Given problem:
Reproduce the line that holds "Would you kindly indicate the tower" together with all the lines after it up to the end of the entries.

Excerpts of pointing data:
Begin

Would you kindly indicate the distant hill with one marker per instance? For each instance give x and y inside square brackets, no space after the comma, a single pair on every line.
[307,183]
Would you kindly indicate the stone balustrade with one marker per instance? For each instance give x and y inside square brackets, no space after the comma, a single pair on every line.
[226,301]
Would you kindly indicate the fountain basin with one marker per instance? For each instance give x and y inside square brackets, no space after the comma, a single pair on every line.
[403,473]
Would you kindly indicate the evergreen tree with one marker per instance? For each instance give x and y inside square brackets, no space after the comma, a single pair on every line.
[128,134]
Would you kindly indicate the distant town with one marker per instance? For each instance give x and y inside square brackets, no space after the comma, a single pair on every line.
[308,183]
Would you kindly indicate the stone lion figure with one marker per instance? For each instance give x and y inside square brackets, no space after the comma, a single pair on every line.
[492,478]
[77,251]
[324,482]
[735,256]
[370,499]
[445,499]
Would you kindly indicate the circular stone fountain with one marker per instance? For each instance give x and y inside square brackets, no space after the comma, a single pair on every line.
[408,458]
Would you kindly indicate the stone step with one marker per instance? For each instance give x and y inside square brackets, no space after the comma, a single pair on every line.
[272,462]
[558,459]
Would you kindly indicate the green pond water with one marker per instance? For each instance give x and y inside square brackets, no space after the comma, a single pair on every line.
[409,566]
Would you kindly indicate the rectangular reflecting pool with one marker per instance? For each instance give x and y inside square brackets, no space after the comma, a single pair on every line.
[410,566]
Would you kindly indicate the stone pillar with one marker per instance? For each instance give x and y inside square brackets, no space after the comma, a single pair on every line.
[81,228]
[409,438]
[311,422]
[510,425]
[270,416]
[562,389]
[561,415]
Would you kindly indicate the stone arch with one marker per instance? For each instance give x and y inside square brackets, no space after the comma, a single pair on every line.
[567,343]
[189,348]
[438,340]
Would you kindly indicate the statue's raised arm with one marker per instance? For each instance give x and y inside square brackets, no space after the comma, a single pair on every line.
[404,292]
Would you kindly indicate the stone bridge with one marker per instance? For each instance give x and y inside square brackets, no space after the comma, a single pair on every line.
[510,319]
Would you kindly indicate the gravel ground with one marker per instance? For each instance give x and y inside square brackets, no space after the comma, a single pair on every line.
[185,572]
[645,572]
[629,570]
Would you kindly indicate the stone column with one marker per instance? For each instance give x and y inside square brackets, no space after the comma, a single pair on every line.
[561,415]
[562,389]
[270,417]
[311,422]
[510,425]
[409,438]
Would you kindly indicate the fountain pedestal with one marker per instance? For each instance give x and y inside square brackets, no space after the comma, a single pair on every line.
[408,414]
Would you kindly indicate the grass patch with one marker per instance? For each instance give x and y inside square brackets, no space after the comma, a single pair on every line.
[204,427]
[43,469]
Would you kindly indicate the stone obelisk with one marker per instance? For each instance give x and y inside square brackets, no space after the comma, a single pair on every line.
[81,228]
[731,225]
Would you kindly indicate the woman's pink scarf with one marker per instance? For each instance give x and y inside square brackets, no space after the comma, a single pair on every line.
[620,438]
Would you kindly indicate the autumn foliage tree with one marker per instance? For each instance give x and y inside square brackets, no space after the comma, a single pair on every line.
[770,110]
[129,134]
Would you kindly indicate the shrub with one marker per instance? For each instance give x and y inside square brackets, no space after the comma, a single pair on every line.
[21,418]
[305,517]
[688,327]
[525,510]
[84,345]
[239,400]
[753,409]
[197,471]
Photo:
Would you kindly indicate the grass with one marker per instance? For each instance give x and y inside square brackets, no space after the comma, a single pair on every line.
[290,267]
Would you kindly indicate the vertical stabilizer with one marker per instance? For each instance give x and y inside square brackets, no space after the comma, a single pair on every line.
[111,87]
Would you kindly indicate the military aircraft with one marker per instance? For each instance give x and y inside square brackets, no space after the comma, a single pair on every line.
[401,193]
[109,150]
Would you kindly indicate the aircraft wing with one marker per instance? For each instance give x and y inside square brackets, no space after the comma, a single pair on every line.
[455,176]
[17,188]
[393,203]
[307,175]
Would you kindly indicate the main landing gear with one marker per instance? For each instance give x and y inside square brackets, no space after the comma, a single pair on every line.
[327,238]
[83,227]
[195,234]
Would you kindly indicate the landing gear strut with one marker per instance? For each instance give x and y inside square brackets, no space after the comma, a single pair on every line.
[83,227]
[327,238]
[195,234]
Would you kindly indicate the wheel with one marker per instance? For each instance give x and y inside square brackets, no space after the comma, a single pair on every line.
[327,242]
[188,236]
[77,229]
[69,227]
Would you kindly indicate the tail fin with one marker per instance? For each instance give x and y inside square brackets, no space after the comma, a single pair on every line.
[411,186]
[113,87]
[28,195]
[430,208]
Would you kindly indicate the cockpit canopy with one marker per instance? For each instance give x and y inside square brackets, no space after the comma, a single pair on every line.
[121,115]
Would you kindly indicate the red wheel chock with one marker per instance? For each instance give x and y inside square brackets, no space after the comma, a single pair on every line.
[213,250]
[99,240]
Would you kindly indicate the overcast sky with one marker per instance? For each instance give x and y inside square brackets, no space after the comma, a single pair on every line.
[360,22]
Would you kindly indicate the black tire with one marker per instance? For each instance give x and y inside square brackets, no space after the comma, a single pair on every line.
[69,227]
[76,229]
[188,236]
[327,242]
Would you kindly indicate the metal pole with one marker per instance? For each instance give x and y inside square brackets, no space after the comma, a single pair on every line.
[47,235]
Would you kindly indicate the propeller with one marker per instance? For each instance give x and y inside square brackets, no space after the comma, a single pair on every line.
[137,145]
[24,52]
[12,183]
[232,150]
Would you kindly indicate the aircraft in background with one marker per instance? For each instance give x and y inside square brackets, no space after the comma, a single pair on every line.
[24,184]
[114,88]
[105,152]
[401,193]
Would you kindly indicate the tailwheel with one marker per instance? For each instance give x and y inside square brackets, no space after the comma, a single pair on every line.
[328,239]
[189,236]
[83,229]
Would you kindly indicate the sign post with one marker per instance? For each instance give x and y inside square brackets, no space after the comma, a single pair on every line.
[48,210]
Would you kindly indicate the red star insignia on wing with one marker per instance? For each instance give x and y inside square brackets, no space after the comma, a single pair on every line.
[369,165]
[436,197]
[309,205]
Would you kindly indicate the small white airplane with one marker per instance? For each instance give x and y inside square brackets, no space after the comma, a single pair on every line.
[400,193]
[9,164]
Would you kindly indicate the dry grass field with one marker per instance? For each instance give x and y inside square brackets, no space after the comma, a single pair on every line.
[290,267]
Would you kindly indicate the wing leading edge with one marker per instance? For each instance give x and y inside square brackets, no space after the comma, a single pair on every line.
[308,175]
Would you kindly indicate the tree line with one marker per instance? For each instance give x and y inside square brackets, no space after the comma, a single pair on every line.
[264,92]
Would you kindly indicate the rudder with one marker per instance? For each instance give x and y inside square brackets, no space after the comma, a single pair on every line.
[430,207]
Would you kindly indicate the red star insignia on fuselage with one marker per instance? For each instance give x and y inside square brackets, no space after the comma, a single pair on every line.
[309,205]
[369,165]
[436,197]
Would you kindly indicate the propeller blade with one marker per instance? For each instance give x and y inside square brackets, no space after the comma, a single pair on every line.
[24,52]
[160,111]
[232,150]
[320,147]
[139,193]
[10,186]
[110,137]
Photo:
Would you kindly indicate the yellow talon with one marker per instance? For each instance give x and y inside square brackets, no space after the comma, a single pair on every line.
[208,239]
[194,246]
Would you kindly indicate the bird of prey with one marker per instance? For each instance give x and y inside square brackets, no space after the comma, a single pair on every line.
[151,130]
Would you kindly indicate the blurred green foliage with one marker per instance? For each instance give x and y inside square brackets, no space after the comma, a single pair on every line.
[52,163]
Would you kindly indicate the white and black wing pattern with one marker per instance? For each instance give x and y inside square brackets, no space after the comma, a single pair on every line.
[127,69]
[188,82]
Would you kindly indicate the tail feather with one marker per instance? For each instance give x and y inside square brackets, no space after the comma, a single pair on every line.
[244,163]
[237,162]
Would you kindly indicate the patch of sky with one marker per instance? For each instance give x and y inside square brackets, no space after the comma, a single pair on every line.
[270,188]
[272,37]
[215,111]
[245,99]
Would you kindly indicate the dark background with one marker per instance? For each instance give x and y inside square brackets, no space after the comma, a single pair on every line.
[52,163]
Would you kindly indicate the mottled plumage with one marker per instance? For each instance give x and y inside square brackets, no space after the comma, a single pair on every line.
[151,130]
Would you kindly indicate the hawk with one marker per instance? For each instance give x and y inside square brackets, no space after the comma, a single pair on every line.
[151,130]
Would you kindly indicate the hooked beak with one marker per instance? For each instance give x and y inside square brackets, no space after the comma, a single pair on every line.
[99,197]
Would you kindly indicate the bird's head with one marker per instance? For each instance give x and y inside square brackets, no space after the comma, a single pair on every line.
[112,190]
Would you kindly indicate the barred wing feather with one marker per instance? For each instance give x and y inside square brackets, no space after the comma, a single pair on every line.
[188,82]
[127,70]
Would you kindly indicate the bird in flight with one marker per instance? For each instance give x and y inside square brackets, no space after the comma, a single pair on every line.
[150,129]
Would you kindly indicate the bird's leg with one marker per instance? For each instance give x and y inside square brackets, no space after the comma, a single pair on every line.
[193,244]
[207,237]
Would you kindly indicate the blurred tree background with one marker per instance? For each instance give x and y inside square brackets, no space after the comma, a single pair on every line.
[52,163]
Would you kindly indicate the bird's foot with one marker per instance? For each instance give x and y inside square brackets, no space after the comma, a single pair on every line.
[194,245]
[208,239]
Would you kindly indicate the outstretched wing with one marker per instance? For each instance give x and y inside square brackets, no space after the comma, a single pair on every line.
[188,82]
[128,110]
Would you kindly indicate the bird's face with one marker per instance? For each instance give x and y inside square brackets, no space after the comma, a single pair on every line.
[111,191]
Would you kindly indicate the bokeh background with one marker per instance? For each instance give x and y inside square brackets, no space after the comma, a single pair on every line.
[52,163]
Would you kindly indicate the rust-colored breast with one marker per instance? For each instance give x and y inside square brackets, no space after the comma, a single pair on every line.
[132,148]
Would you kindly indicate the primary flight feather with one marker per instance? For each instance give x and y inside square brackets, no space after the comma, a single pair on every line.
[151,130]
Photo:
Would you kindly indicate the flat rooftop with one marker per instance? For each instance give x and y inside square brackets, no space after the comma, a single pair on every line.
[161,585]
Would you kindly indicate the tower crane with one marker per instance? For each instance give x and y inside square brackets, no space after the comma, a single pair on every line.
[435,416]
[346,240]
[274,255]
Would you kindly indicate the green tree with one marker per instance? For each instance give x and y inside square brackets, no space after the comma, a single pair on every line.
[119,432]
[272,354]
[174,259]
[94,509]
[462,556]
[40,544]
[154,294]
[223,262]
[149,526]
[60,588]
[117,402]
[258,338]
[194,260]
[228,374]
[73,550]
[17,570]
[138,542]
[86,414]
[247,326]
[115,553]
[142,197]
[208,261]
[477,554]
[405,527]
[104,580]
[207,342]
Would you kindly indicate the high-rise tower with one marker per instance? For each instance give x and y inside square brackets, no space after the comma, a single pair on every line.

End

Correct response:
Would you kindly indicate the tower crane with one marker per instance? For each instance give x and y inside square brackets, no space after the comma, a single pair on every line.
[435,416]
[346,240]
[274,255]
Would you kindly indicate the green tree with one marker per instance? For each instance give x and y inside square brackets, no space after the comma, a single pair on every line.
[119,432]
[272,354]
[174,259]
[94,509]
[462,556]
[40,544]
[154,294]
[223,262]
[149,526]
[60,588]
[117,402]
[258,338]
[194,260]
[228,374]
[73,550]
[17,570]
[138,542]
[86,414]
[247,326]
[115,553]
[142,197]
[208,261]
[477,554]
[405,527]
[104,580]
[207,342]
Would you kindly indicate the high-rise tower with one marker per instance? For each instance give x and y inside square brackets, no space after the comma, a single pair on every line.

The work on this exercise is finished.